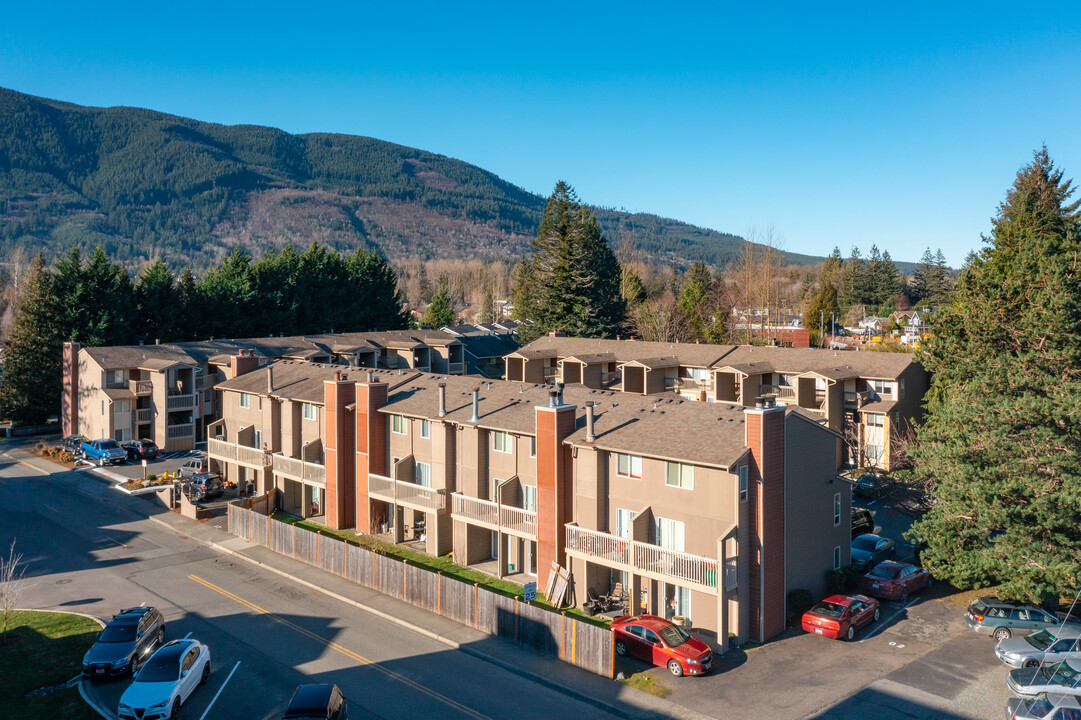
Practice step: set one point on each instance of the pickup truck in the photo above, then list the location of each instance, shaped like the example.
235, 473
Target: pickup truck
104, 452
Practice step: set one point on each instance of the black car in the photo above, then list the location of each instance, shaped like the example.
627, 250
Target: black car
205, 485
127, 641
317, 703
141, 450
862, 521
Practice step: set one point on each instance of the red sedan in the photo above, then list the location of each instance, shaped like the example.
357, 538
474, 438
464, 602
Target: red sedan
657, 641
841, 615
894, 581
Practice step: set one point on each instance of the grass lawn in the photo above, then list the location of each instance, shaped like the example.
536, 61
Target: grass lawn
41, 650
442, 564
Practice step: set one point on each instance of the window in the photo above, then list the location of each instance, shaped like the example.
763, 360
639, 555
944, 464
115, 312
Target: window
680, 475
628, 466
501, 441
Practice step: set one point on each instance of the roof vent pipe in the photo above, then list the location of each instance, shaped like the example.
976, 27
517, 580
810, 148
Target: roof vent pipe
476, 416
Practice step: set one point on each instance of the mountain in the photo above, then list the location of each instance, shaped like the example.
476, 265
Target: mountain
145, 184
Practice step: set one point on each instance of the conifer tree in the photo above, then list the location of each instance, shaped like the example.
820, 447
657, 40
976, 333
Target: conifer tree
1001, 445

════════════════

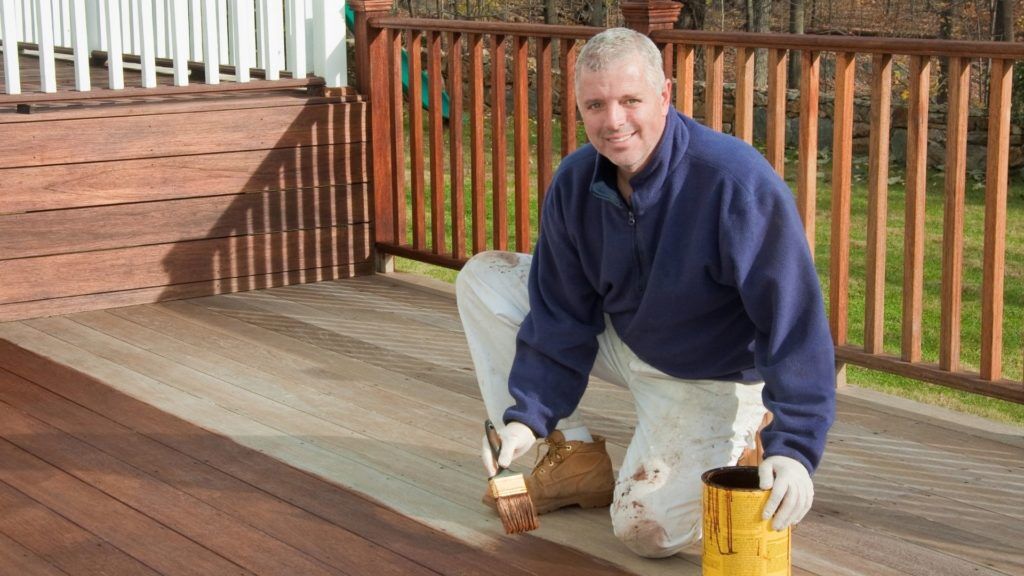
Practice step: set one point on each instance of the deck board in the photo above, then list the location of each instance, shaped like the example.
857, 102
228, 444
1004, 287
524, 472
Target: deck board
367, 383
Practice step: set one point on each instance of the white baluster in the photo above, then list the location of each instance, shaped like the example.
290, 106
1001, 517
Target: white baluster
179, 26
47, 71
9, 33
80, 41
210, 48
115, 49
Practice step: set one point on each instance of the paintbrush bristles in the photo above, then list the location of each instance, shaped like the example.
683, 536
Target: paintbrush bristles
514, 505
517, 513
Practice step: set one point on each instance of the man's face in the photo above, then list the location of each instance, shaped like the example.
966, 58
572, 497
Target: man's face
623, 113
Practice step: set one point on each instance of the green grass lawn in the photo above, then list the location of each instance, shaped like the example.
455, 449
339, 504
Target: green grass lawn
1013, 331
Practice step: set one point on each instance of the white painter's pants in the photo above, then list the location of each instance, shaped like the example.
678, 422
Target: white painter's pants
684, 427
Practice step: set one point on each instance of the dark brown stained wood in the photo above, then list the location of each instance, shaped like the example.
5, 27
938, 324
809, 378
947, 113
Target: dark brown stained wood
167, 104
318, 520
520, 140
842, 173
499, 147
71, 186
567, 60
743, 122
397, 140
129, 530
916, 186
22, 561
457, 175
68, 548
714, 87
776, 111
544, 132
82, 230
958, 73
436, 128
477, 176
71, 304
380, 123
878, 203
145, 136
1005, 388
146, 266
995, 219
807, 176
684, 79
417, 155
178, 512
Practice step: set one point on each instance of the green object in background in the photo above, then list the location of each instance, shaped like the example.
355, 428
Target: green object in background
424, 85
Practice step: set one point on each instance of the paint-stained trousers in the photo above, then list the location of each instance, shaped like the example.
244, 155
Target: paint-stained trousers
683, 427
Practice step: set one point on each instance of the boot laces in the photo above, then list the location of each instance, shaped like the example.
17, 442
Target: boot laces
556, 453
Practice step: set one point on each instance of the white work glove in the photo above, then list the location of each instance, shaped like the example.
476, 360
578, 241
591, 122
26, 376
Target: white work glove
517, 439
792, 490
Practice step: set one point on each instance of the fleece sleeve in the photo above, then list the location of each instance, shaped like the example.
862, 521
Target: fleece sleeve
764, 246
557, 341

════════════════

## Exercise description
Gather every line of the items above that contains the word "laces", treating uppercase and lowercase as different.

## Answer to the exercise
Practice step: set one point on each instance of the boot laces in the photo above, then list the location of each instance, shaped like the example.
Target: boot laces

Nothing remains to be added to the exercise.